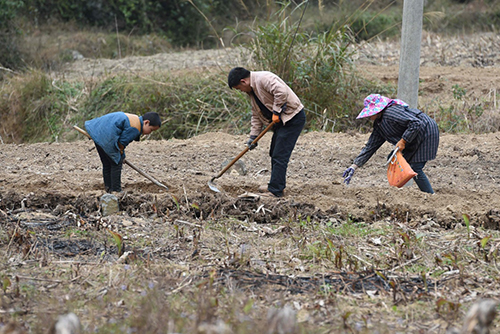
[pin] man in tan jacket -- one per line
(272, 100)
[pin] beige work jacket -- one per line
(273, 92)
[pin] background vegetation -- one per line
(310, 44)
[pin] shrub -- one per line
(319, 68)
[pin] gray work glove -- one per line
(249, 143)
(348, 173)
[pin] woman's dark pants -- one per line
(111, 172)
(421, 179)
(282, 144)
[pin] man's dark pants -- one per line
(111, 172)
(282, 144)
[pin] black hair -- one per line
(153, 118)
(235, 76)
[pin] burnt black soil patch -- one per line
(374, 282)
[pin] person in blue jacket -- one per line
(111, 134)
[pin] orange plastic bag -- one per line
(399, 171)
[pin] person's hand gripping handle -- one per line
(348, 173)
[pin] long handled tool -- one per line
(211, 184)
(150, 178)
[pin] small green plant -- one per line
(118, 240)
(467, 224)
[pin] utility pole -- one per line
(409, 58)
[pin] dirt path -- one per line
(465, 175)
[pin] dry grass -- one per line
(226, 275)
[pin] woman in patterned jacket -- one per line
(412, 131)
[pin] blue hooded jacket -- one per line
(112, 129)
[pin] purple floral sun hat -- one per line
(375, 103)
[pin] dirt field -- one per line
(48, 188)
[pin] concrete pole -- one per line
(409, 59)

________

### Given request
Lay out every line of the records above as a numbered list, leaving out blank lines and the pictures.

### Expected answer
1. [pin] man in tan jacket -- one per line
2. (272, 100)
3. [pin] beige work jacket -- one per line
4. (273, 92)
5. [pin] background vegetation -- one per line
6. (310, 44)
7. [pin] shrub -- one per line
8. (319, 68)
9. [pin] gray work glove -- one per line
10. (249, 143)
11. (348, 173)
12. [pin] woman's dark pants -- one per line
13. (111, 172)
14. (421, 179)
15. (282, 144)
16. [pin] man's dark pants -- one per line
17. (111, 172)
18. (282, 144)
19. [pin] black hair -- one per line
20. (153, 118)
21. (235, 76)
22. [pin] burnt black soil patch -- one per line
23. (374, 282)
24. [pin] person in blue jacket -- one per line
25. (111, 134)
26. [pin] orange plastic bag -- one per line
27. (399, 171)
28. [pin] person's hand gripping handle -- one per line
29. (348, 173)
30. [pin] long handled tool -- one per line
31. (211, 184)
32. (150, 178)
33. [pin] small green plant -- one per line
34. (118, 240)
35. (467, 224)
36. [pin] utility pole -- one per line
37. (409, 58)
38. [pin] dirt path -- one per line
39. (465, 175)
40. [pin] dry grass -- one per line
41. (226, 275)
42. [pin] woman in patterned jacket -- one per line
43. (412, 131)
44. [pin] blue hooded jacket -- one per line
45. (112, 129)
46. [pin] purple floral sun hat -- one per line
47. (375, 103)
48. [pin] dirt field -- one per line
49. (48, 188)
50. [pin] concrete pole -- one per line
51. (409, 59)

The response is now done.